* _The request_: Copy out the lines below, from the line containing "of white cloud" through the line containing "244, 201, 286]]", inclusive, substituting "closely surround" for every "tightly enclose" and leaving everything else unchanged. Leave the pictures out of your answer.

******************************

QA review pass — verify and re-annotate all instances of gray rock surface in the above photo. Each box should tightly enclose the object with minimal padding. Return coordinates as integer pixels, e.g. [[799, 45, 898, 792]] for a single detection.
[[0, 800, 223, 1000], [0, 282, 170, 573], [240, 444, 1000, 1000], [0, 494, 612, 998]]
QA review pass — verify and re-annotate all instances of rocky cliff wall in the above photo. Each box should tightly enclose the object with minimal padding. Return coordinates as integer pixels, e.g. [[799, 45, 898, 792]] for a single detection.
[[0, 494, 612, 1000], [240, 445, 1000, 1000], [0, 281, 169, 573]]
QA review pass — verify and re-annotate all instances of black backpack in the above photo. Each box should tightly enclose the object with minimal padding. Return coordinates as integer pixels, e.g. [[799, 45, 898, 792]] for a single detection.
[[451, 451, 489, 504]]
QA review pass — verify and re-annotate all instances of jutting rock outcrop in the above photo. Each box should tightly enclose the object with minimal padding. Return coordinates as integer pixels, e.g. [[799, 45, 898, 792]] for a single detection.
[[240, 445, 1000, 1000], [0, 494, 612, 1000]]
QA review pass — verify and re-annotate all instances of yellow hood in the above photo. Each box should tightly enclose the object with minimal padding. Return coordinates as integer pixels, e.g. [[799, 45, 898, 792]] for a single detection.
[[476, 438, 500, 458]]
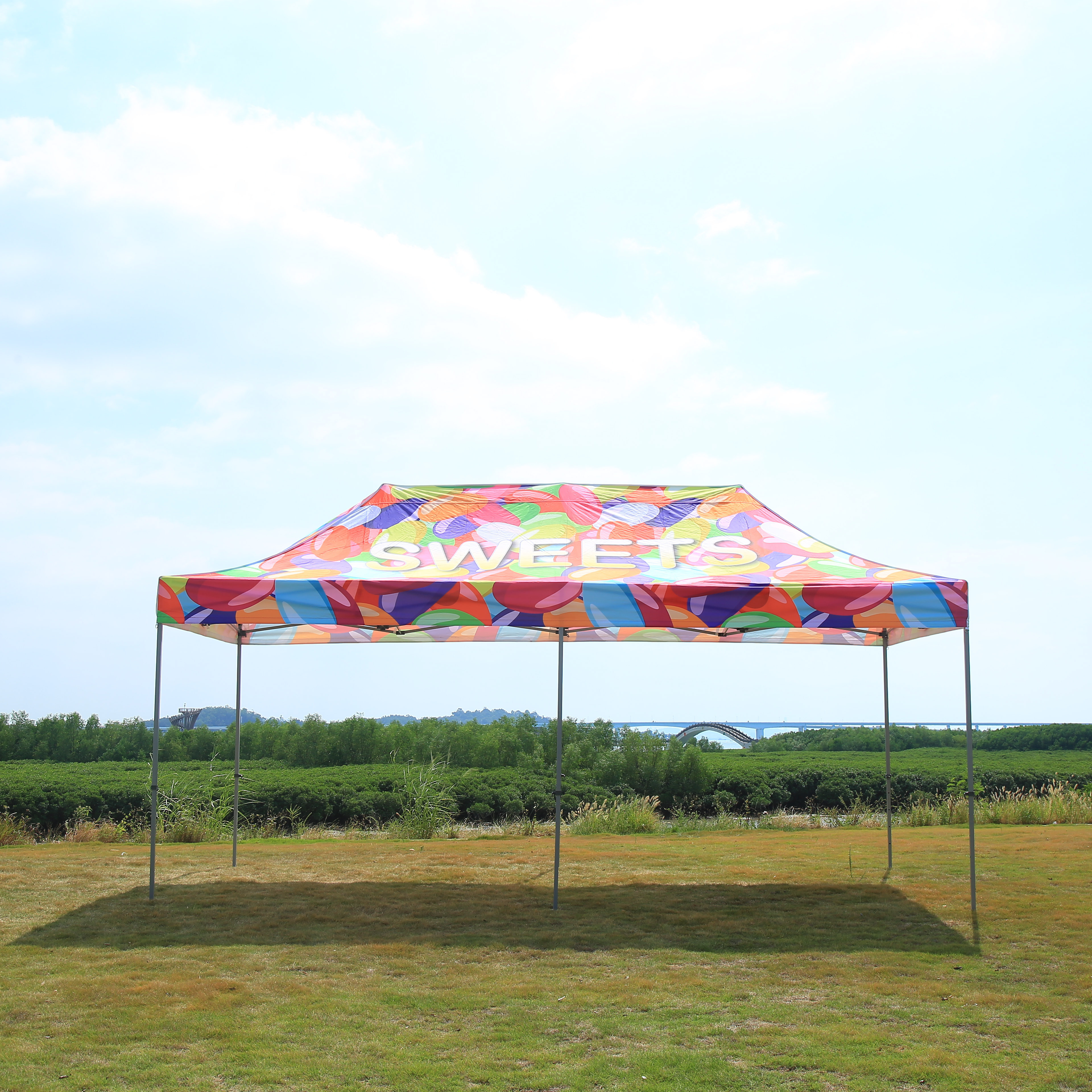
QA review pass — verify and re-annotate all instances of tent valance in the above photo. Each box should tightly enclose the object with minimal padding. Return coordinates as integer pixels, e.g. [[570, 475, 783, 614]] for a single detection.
[[158, 483, 967, 646]]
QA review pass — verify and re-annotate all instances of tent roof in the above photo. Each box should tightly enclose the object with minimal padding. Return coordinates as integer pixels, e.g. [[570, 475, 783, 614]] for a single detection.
[[158, 483, 967, 645]]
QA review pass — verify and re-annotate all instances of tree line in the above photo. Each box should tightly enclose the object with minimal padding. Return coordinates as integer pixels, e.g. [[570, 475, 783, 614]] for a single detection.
[[751, 724, 1092, 751]]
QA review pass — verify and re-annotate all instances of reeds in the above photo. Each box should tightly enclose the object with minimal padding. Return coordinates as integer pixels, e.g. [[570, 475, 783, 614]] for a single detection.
[[0, 808, 35, 845], [567, 796, 661, 834], [386, 759, 459, 839]]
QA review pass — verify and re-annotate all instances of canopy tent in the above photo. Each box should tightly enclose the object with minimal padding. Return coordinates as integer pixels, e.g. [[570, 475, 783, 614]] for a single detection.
[[150, 483, 975, 909]]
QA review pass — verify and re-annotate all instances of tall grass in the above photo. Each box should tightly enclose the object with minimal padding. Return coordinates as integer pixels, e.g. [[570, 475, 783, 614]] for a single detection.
[[0, 808, 34, 845], [568, 796, 661, 834], [386, 759, 459, 839]]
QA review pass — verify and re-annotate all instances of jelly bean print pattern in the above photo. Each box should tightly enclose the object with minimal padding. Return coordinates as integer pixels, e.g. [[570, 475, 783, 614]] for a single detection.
[[157, 483, 967, 645]]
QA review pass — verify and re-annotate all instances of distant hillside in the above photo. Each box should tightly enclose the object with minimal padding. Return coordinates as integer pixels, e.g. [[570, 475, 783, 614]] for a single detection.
[[144, 706, 549, 728], [144, 706, 265, 728], [376, 709, 549, 727]]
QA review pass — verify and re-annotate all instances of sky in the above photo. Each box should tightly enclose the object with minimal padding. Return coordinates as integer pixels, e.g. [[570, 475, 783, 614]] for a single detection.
[[0, 0, 1092, 722]]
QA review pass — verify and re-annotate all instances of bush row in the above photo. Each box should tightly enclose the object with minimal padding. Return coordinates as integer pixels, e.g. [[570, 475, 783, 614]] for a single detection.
[[0, 762, 1092, 828]]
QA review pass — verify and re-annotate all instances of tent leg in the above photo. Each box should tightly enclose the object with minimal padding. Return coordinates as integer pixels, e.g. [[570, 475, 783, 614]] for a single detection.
[[884, 630, 891, 871], [963, 629, 979, 914], [554, 626, 564, 910], [147, 621, 163, 902], [231, 626, 242, 868]]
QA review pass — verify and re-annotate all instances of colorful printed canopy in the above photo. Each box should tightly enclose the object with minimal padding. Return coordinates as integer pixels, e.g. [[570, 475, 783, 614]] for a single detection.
[[158, 484, 967, 645]]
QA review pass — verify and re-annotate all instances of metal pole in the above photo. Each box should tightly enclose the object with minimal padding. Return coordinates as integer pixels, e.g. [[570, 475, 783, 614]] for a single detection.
[[963, 629, 979, 914], [884, 630, 891, 871], [231, 626, 242, 868], [554, 626, 564, 910], [147, 622, 163, 902]]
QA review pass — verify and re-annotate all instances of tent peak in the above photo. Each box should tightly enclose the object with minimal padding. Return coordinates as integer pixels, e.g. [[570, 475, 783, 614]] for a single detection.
[[160, 481, 966, 644]]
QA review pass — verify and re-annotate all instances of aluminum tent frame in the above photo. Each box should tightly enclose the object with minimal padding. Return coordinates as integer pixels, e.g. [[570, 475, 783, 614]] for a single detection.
[[148, 483, 977, 913]]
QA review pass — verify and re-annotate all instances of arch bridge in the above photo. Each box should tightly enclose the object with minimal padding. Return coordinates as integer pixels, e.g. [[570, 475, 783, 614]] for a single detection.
[[675, 721, 754, 747]]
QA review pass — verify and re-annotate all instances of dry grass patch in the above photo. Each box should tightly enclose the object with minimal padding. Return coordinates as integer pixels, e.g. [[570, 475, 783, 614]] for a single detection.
[[0, 827, 1092, 1092]]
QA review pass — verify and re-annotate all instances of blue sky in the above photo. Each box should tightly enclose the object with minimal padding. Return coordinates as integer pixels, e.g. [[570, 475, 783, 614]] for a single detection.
[[0, 0, 1092, 721]]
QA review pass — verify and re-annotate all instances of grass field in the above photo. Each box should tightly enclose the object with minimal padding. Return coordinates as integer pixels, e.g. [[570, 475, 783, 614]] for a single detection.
[[0, 827, 1092, 1092]]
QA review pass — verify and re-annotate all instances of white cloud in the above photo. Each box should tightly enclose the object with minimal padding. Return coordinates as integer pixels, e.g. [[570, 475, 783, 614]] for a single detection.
[[0, 88, 399, 226], [618, 239, 664, 258], [729, 258, 819, 291], [550, 0, 1014, 111], [693, 201, 780, 242], [727, 383, 828, 417]]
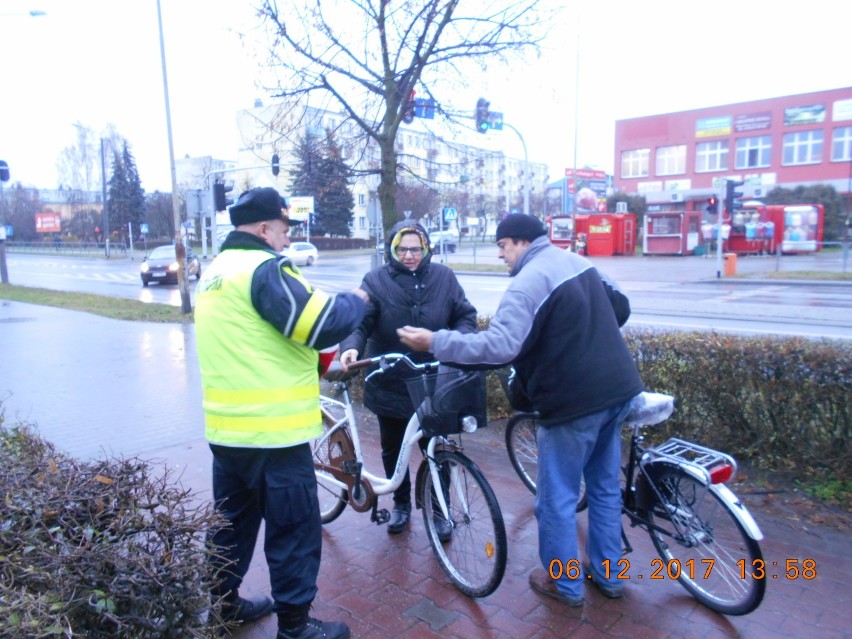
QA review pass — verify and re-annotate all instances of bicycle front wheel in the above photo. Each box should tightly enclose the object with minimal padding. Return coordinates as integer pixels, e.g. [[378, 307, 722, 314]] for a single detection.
[[648, 466, 766, 615], [506, 413, 588, 512], [311, 413, 349, 524], [418, 451, 507, 597]]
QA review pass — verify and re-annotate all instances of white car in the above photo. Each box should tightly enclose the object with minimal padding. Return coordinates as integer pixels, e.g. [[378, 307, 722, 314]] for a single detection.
[[283, 242, 319, 266]]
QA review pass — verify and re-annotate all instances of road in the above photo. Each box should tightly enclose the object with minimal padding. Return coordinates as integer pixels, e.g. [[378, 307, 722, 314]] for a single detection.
[[8, 247, 852, 339]]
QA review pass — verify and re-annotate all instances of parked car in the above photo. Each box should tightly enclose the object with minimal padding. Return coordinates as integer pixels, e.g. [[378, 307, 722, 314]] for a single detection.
[[283, 242, 319, 266], [429, 229, 459, 253], [139, 244, 201, 286]]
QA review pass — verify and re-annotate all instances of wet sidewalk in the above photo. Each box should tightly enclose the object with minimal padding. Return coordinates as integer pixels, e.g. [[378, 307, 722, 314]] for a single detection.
[[0, 300, 852, 639]]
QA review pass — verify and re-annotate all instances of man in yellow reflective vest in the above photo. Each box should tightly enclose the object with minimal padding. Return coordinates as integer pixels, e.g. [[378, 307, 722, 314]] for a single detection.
[[195, 188, 369, 639]]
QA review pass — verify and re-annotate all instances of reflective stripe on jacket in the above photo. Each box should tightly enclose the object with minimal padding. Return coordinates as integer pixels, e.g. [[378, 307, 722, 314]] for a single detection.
[[195, 250, 327, 448]]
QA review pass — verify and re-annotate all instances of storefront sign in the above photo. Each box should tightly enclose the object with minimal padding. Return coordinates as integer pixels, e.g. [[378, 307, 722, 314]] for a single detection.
[[695, 115, 731, 138], [734, 111, 772, 133], [784, 104, 825, 126], [36, 213, 62, 233]]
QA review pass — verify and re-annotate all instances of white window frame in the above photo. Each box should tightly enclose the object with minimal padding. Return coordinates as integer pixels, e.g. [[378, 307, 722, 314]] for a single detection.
[[621, 149, 651, 178], [781, 129, 825, 166], [734, 135, 772, 169], [654, 144, 686, 175], [831, 126, 852, 162], [695, 140, 730, 173]]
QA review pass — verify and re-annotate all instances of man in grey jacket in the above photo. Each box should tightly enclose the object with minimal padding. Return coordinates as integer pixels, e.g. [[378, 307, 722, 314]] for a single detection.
[[399, 214, 643, 606]]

******************************

* _Output below_:
QA review pass — verify and re-annotate all instances of white cloud in the above photo. Each box should closely surround the object with minimal padding. Return coordinates as integer pixels, e.g. [[570, 475, 783, 614]] for a single detection.
[[0, 88, 399, 226], [618, 239, 664, 258], [729, 258, 819, 291], [550, 0, 1014, 111], [693, 201, 780, 242], [727, 383, 828, 417]]
QA review pass — verify and re-annotate all instances of bicycle front wheel in the above photo. Each box should closely surround the object with minimal padding. Return coordinates as integer pixels, e.g. [[378, 307, 722, 314]] for a single detection.
[[648, 466, 766, 615], [506, 413, 588, 512], [311, 413, 349, 524], [418, 451, 507, 597]]
QA review pass — verify and re-annotate all instances of white car in the above photo. Each box should closely surround the object with minimal padding. Return coordinates as integer pixels, e.g. [[378, 307, 722, 314]] for a single detection.
[[283, 242, 319, 266]]
QA review pass — verify and re-annotate all instances of road in the above photo. Each box should closely surround the object with minimal padding. Return coordinates as integer pixels, e.g. [[378, 307, 722, 314]] for a single detection.
[[8, 247, 852, 339]]
QA review pass — verify and re-annotate all instances of parked car in the above photo. Each box should closely surround the object with minimal padding. Return coordinates as integer pixels, e.g. [[378, 307, 722, 314]] for a single detection.
[[283, 242, 319, 266], [429, 229, 459, 253], [139, 244, 201, 286]]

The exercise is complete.